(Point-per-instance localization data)
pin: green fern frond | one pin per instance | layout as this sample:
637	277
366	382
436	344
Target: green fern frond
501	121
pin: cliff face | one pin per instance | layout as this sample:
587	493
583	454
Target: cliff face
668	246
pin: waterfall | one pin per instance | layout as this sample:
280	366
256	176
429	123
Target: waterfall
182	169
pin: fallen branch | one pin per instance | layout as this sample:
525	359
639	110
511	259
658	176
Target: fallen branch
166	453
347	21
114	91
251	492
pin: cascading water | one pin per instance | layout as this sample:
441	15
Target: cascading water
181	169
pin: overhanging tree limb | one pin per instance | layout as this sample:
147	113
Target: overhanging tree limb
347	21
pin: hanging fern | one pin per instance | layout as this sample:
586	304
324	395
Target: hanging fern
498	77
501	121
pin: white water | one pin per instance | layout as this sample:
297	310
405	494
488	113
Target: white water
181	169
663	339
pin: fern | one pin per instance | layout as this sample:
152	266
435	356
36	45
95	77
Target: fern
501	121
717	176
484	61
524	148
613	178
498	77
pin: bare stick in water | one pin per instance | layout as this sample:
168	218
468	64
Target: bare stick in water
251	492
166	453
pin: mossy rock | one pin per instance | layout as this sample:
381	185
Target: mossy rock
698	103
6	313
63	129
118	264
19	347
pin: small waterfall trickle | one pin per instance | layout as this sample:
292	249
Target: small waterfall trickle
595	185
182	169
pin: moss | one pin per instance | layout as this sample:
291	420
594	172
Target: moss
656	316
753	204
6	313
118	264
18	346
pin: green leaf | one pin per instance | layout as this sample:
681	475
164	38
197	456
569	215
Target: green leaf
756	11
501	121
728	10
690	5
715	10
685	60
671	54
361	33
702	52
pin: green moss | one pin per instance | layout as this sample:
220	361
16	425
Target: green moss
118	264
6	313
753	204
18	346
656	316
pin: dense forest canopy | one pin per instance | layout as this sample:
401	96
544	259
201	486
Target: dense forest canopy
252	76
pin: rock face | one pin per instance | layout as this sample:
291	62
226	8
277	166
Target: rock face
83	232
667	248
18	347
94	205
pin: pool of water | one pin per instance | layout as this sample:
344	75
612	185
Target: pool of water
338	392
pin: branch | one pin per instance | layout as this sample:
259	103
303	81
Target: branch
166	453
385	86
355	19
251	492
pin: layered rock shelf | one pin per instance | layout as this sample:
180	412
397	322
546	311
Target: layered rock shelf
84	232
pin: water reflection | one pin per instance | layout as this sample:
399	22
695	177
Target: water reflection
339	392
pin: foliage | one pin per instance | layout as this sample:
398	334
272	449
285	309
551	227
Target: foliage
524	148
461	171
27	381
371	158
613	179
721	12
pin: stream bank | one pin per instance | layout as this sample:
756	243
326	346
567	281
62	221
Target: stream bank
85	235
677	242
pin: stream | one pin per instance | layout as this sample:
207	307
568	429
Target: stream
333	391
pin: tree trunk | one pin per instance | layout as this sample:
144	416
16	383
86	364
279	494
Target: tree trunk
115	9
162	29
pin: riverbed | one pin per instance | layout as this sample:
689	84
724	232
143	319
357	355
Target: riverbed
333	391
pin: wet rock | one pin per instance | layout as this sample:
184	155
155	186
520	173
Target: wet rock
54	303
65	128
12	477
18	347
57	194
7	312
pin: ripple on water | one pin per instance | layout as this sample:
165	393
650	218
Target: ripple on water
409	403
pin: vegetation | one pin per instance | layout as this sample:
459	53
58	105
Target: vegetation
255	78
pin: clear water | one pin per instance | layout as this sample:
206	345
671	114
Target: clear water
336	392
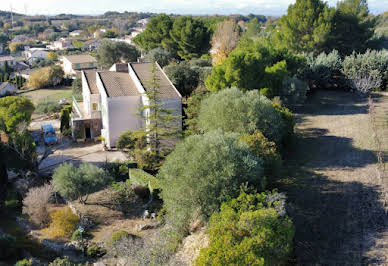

### What is required
Your answer must be the full set of entries, set down exactly and without pictures.

### Expected output
pin: green fern frond | one pin per instance | layout as this sample:
637	277
366	382
436	344
Target: green fern frond
501	121
pin: cliff face | one pin per instance | layout as this sample:
587	493
583	454
Target: cliff face
668	246
pin: waterfall | one pin per instance | layout as this sample:
280	366
256	176
429	123
Target: waterfall
182	169
pin: fallen branch | one pin per instance | layout as this sample:
525	359
639	110
511	259
658	176
Target: fallen branch
166	453
347	21
114	91
251	492
pin: cascading water | one pin per instance | layout as this sample:
441	15
Target: cascading water
181	169
pin: overhanging tree limb | one pin per instance | layout as this sample:
147	113
Target: overhanging tree limb
347	21
pin: hanging fern | one pin per instance | layout as this sample:
586	304
324	395
Target: hanging fern
498	77
501	121
pin: white water | one pin per instance | layout as this sample:
297	310
405	494
488	113
Target: white water
181	169
663	339
pin: fern | one pin per instance | layout as this sample:
152	266
435	356
36	45
95	77
Target: fern
501	121
717	176
484	61
524	148
613	178
498	77
pin: bare stick in water | one pin per instance | layout as this sample:
168	218
468	64
Target: bare stick in water
251	492
166	453
pin: mossy rock | one pin per instance | layout as this sample:
381	185
Target: mossy rock
698	103
6	313
63	129
118	264
19	347
pin: small waterfall trickle | one pin per instance | layout as this sample:
292	249
Target: small waterfall trickle
595	185
182	169
pin: moss | one pin per instance | layout as this sample:
291	420
594	172
Target: moss
656	316
753	204
6	313
118	264
18	346
pin: green leaf | one pin per instance | layout as this sample:
681	475
164	38
197	456
569	215
Target: green leaf
756	11
501	121
728	10
690	5
715	10
685	60
671	54
361	33
702	52
pin: green moss | one pin per instance | layout as this sample:
220	361
16	425
Target: green moss
118	264
6	313
753	204
18	346
656	316
pin: dense forest canopy | one pin per instance | layout as this sample:
401	96
544	259
201	486
Target: dense forest canopy
252	76
pin: rock face | one pin per instance | layout as this sample:
291	62
226	8
277	166
Target: rock face
83	232
667	248
18	347
94	205
pin: pool of water | one pin per instance | layout as this sample:
344	75
612	185
Target: pool of water
338	392
pin: branch | one pin per instance | layout as this sample:
259	103
303	81
Target: branch
166	453
385	86
355	19
251	492
pin: layered rock shelf | one pin per instance | layout as this sample:
180	412
397	322
546	311
Target: layered rock shelf
84	232
pin: water reflection | one pin per instance | layout as this sample:
399	22
695	177
Target: water reflection
339	392
pin: foliage | one pin per instance | layout as this sample:
398	334
272	449
285	309
551	227
Target: foliage
524	148
461	171
27	381
371	158
613	179
721	12
pin: stream bank | one pin per instance | layout as this sample:
756	243
326	346
567	281
62	221
Target: stream bank
85	235
677	242
pin: stream | one pin per instance | layout as this sample:
207	307
568	429
Target: stream
333	391
pin: tree trunk | one pin per instance | layout as this sample:
144	416
16	383
86	364
279	494
Target: tree trunk
115	9
162	29
pin: riverbed | one pin per instance | layout as this sample:
689	84
724	232
143	319
357	355
Target: riverbed
333	391
pin: wet rock | one pin per instance | layout as this sample:
184	155
155	186
520	173
Target: wet rock
54	303
65	128
12	477
18	347
57	194
7	312
pin: ripple on water | one pin per instance | layout as this sample:
165	393
650	218
Target: ripple on water
409	403
pin: vegetation | one pin per instance | layout as this sample:
459	53
58	105
Target: vegetation
255	78
pin: clear water | one pin per instance | layout as this sample:
206	345
671	114
Target: clear water
336	392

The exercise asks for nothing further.